**FRAGEN ZUM MATERIAL:**
1) Wodurch wird BAG3 in der Muskulatur laut dem Text über das Protein BAG3 aktiviert?
2) Führen Sie den Text über das Protein BAG3 im Anschluss an seinen letzten Satz weiter.

**AUSGEWÄHLTE TEXTSTELLE:**
■ ■ ■

Protein BAG3 steuert Reinigungsprozesse in Zellen
Die zellulären Bestandteile von Muskeln und Nerven unterliegen ständigem Verschleiß. Bei der Entsorgung beschädigter Bestandteile spielt das Protein BAG3 eine entscheidende Rolle. Es erkennt beschädigte Komponenten und sorgt dafür, dass diese von zellulären Membranen umschlossen werden: Ein sogenanntes Autophagosom entsteht. Darin wird der zelluläre Abfall gesammelt und schließlich für ein Recycling zerkleinert.
Das Forschungsteam konnte zeigen, dass BAG3 in der Muskulatur durch Krafttraining aktiviert wird. Für die zelluläre Müllabfuhr ist dies wichtig, denn:
- Erst aktiviertes BAG3 bindet beschädigte Zellbestandteile effizient und treibt die Membranumhüllung voran.
- Ein aktives Entsorgungssystem wiederum ist unverzichtbar, um die Muskulatur langfristig zu erhalten.
„Eine Beeinträchtigung des BAG3-Systems führt zu rasch-fortschreitenden Muskelschwächen bei Kindern und zum Herzversagen, eine der häufigsten Todesursachen in westlichen Industrienationen“, erklärt Prof. Jörg Höhfeld von der Uni Bonn.

■ ■ ■

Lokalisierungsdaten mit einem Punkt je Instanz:

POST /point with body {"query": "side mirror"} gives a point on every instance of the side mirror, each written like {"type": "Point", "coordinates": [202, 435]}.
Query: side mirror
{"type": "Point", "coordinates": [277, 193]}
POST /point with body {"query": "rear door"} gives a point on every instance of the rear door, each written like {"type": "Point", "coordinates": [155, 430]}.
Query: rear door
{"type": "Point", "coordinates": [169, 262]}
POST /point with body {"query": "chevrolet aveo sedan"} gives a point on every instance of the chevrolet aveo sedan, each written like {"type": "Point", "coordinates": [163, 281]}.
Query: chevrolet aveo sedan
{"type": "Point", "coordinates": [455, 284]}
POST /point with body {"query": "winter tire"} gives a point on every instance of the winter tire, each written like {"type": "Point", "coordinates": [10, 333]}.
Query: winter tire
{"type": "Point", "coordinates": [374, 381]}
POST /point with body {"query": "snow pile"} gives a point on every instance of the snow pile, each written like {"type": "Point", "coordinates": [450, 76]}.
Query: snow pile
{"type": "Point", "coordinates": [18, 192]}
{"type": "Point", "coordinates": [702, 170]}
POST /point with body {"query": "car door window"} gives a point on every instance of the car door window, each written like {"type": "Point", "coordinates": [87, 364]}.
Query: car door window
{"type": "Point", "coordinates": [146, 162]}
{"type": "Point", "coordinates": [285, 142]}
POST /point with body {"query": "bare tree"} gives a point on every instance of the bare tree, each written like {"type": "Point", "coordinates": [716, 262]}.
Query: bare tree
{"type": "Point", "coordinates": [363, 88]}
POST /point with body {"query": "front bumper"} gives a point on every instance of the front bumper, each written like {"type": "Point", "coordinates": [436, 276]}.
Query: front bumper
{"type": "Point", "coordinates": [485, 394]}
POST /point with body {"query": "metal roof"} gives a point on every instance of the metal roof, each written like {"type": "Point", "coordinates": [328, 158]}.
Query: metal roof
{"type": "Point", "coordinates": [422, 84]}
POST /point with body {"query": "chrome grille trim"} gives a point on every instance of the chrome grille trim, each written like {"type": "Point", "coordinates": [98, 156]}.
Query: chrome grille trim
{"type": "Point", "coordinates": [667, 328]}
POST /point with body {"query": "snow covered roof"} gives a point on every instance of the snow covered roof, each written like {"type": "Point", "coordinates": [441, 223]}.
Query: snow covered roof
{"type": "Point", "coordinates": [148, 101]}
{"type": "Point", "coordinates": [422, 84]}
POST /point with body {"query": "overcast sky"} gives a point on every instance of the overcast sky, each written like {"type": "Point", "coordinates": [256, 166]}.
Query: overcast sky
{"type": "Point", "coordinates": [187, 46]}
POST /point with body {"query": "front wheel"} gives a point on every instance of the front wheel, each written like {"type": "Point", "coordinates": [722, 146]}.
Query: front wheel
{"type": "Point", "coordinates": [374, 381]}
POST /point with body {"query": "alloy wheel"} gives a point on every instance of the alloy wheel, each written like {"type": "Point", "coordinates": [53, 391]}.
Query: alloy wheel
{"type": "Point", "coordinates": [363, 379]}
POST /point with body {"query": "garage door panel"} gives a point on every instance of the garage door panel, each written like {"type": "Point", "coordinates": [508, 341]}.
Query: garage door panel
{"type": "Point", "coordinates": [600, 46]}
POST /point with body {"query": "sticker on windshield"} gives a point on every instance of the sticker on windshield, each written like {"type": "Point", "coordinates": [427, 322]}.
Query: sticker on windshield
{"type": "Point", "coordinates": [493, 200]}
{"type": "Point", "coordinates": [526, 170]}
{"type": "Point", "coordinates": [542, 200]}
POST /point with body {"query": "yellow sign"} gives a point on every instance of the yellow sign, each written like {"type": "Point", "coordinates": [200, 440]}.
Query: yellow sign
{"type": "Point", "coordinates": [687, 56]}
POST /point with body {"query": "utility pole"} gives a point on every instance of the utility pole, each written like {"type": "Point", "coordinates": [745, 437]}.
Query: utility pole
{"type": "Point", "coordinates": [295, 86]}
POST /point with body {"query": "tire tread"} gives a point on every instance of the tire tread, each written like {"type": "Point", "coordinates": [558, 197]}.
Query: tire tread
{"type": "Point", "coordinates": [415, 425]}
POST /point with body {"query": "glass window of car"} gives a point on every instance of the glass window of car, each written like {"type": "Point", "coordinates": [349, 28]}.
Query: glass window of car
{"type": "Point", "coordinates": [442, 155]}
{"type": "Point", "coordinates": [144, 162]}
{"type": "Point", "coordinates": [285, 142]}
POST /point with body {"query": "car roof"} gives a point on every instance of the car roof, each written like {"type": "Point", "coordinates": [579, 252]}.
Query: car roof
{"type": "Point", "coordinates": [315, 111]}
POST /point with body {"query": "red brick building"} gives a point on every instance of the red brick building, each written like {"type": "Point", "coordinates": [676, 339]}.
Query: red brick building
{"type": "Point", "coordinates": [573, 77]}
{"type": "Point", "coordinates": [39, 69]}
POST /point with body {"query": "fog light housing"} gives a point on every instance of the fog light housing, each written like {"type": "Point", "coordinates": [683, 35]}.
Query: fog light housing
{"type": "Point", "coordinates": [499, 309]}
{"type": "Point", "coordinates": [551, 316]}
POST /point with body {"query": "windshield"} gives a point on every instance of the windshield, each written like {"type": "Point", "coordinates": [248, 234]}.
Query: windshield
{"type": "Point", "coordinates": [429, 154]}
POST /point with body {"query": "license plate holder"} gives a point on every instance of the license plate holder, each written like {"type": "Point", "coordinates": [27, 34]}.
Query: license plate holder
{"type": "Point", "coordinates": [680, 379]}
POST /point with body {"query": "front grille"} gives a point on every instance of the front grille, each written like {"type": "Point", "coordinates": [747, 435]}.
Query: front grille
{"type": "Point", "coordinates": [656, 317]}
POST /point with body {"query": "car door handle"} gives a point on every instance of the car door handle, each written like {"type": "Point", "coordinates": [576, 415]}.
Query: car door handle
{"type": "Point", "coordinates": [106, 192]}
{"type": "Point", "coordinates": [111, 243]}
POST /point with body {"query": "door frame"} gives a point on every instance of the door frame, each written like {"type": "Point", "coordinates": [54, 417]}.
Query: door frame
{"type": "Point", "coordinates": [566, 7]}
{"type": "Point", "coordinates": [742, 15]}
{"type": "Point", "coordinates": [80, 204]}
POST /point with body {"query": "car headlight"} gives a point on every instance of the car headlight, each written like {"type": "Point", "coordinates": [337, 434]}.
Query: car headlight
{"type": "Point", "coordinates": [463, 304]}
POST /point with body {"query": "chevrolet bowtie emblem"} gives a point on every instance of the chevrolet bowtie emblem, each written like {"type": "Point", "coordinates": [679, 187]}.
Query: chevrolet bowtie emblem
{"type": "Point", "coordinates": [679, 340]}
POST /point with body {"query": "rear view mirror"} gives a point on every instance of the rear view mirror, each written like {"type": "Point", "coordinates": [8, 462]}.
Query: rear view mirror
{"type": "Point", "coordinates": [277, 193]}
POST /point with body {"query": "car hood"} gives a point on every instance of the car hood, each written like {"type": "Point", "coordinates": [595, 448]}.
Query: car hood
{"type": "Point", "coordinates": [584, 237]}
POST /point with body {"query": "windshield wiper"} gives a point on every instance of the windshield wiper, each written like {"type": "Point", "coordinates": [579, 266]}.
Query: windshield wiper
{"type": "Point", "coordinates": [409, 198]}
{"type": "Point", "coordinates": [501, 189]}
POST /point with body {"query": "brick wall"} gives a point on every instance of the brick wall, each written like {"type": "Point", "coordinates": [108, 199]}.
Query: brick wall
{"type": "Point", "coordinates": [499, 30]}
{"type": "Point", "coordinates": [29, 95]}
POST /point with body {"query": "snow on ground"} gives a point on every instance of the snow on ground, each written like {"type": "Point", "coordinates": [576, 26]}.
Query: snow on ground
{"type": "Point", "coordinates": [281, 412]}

■ ■ ■

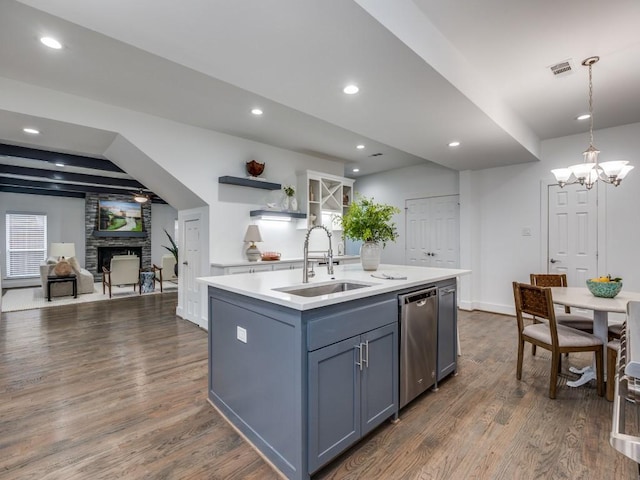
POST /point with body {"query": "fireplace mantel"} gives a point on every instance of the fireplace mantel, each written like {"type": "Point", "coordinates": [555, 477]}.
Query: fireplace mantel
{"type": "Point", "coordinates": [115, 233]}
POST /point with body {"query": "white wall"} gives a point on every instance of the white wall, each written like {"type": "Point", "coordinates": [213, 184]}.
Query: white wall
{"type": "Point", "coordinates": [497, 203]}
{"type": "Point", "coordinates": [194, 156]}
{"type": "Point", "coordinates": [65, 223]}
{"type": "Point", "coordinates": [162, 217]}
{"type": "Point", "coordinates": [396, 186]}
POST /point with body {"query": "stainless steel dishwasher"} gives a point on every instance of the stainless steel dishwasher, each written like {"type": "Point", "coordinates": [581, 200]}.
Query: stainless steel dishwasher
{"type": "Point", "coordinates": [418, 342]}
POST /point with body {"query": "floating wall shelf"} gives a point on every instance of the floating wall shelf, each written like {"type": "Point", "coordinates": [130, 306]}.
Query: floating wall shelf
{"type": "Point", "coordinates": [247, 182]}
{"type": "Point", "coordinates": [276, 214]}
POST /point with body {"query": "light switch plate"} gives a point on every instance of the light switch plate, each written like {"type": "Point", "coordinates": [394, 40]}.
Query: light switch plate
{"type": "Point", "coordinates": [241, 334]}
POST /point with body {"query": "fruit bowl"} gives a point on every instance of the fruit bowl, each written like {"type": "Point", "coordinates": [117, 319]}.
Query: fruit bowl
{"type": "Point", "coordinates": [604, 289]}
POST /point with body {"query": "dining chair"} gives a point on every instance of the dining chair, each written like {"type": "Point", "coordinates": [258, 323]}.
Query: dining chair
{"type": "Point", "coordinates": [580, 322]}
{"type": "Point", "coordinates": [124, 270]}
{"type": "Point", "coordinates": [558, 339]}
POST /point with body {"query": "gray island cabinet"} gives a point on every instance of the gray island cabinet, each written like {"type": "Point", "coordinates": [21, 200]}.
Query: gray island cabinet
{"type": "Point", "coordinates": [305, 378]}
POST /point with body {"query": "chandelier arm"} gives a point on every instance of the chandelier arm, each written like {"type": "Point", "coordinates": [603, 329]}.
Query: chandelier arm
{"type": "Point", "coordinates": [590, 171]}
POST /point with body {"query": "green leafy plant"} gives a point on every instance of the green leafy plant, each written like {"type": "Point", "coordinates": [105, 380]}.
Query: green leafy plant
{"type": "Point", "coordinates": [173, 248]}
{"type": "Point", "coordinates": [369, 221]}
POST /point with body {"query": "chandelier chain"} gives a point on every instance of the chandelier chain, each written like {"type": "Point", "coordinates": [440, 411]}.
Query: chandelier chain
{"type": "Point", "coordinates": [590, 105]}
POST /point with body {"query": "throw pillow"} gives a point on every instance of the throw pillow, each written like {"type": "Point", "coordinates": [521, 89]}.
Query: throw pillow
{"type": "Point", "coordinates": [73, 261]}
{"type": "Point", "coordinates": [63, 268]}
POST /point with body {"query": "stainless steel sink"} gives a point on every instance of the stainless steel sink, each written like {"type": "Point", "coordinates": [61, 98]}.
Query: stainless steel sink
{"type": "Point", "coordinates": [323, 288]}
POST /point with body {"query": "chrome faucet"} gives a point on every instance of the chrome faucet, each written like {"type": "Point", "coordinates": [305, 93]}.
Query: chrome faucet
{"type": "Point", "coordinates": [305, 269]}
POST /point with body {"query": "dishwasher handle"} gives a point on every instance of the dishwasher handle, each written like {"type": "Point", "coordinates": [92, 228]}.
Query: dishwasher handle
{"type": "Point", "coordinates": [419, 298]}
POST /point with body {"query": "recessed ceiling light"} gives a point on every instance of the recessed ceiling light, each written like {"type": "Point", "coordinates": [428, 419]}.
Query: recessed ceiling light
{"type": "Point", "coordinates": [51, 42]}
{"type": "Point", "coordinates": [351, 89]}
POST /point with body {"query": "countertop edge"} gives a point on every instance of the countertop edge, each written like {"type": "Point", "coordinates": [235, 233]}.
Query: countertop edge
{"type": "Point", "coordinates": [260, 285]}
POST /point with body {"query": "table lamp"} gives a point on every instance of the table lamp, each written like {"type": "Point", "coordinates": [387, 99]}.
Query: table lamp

■ ■ ■

**ANTWORTEN JE AUFGABE:**
1) Durch Krafttraining.

2)
Erkenntnisse für Training und Rehabilitation
An der Studie waren Sportphysiologen der Deutschen Sporthochschule Köln und der Universität Hildesheim beteiligt. Der Hildesheimer Professor Sebastian Gehlert betont die Bedeutung der Befunde: "Wir wissen nun, welche Trainingsintensität für eine Aktivierung des BAG3-Systems nötig ist. Das hilft uns, Trainingsprogramme für Spitzensportler zu optimieren und den Muskelaufbau bei Patienten im Zuge der Rehabilitation zu verbessern." Gehlert nutzt diese Erkenntnisse auch bei der Betreuung von Mitgliedern des deutschen Olympiateams.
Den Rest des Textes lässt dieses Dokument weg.